- Written instruction 1 -
Render every line of the records that come after the mailing-list reply below as a numbered list, leaving out blank lines.
>> BEGIN Extract
Re: [PATCH v2 0/5] arm64: Make kexec_file_load honor iomem reservations

From: James Morse
Date: Fri Jun 04 2021 - 12:20:48 EST


Hi Marc,

On 31/05/2021 10:57, Marc Zyngier wrote:
> This series is a complete departure from the approach I initially sent
> almost a month ago[0]. Instead of trying to teach EFI, ACPI and other
> subsystem to use memblock, I've decided to stick with the iomem
> resource tree and use that exclusively for arm64.

> This means that my current approach is (despite what I initially
> replied to both Dave and Catalin) to provide an arm64-specific
> implementation of arch_kexec_locate_mem_hole() which walks the
> resource tree and excludes ranges of RAM that have been registered for
> any odd purpose. This is exactly what the userspace implementation
> does, and I don't really see a good reason to diverge from it.

Because in the ideal world we'd have only 'is it reserved' list to check against.
Memblock has been extended before. The resource-list is overly stringy, and I'm not sure
we can shove everything in the resource list.

Kexec already has problems on arm64 with memory hotplug. Fixing this for regular kexec in
/proc/iomem was rejected, and memblock's memblock_is_hotpluggable() is broken because
free_low_memory_core_early() does this:
| memblock_clear_hotplug(0, -1)

Once that has been unpicked its clear kexec_file_load() can use
memblock_is_hotpluggable(). (its on the todo list, well, jira)


I'd prefer to keep kexec using memblock because it _shouldn't_ change after boot. Having
an "I want to reserve this and make it persistent over kexec" call that can happen at any
time can't work if the kexec image has already been loaded.
Practically, once user-space has started, you can't have new things you want to reserve
over kexec.


I don't see how the ACPI tables can escape short of a firmware bug. Could someone with an
affected platform boot with efi=debug and post the EFI memory map and the 'ACPI: FOO
0xphysicaladdress' stuff at the top of the boot log?


efi_mem_reserve_persistent() has one caller for the GIC ITS stuff.

For the ITS, the reservations look like they are behind irqchip_init(), which is well
before the arch_initcall() that updates the resource tree from memblock. Your v1's first
patch should be sufficient.
>> END Extract
>> BEGIN Material
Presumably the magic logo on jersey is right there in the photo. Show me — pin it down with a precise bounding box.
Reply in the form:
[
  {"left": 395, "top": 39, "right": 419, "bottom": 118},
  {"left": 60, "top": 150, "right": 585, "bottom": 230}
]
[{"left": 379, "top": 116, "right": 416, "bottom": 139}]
>> END Material
- Written instruction 2 -
Reproduce verbatim the passage of the kexec reply from "Practically, once user-space" up to and including "GIC ITS stuff.".

- Worked answer 1 -
1. Presumably the magic logo on jersey is right there in the photo. Show me — pin it down with a precise bounding box.
2. Reply in the form:
3. [
4.   {"left": 395, "top": 39, "right": 419, "bottom": 118},
5.   {"left": 60, "top": 150, "right": 585, "bottom": 230}
6. ]
7. [{"left": 379, "top": 116, "right": 416, "bottom": 139}]

- Worked answer 2 -
Practically, once user-space has started, you can't have new things you want to reserve
over kexec.


I don't see how the ACPI tables can escape short of a firmware bug. Could someone with an
affected platform boot with efi=debug and post the EFI memory map and the 'ACPI: FOO
0xphysicaladdress' stuff at the top of the boot log?


efi_mem_reserve_persistent() has one caller for the GIC ITS stuff.